WHAT IS BEING ASKED:
Gather every line of the data below that contains the string "mountain", matching case exactly.

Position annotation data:
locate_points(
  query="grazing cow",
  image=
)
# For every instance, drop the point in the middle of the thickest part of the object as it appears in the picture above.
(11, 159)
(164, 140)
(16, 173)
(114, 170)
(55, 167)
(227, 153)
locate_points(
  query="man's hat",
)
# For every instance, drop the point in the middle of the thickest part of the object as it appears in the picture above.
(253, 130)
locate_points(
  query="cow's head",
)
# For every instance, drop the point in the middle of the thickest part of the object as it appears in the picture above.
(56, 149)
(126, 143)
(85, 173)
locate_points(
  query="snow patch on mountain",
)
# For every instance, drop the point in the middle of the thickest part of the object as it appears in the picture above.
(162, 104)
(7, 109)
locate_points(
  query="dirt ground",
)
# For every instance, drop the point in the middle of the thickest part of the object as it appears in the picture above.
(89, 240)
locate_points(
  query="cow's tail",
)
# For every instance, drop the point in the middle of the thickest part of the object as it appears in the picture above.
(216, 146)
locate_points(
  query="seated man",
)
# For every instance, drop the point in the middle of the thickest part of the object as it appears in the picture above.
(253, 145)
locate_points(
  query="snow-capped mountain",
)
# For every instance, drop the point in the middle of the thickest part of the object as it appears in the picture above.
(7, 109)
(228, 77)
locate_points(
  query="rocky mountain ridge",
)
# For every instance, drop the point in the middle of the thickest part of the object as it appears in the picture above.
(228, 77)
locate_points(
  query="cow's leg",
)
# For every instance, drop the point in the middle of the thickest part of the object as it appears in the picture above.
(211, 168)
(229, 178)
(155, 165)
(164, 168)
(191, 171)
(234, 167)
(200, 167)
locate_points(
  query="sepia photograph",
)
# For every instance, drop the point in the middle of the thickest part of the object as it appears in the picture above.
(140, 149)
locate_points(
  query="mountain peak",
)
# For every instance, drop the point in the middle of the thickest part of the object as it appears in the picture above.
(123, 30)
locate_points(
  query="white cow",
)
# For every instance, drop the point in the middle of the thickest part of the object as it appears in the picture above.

THE REPLY:
  query="snow patch on mountain",
  query="snow-capped mountain",
  query="rocky mountain ridge",
  query="mountain peak",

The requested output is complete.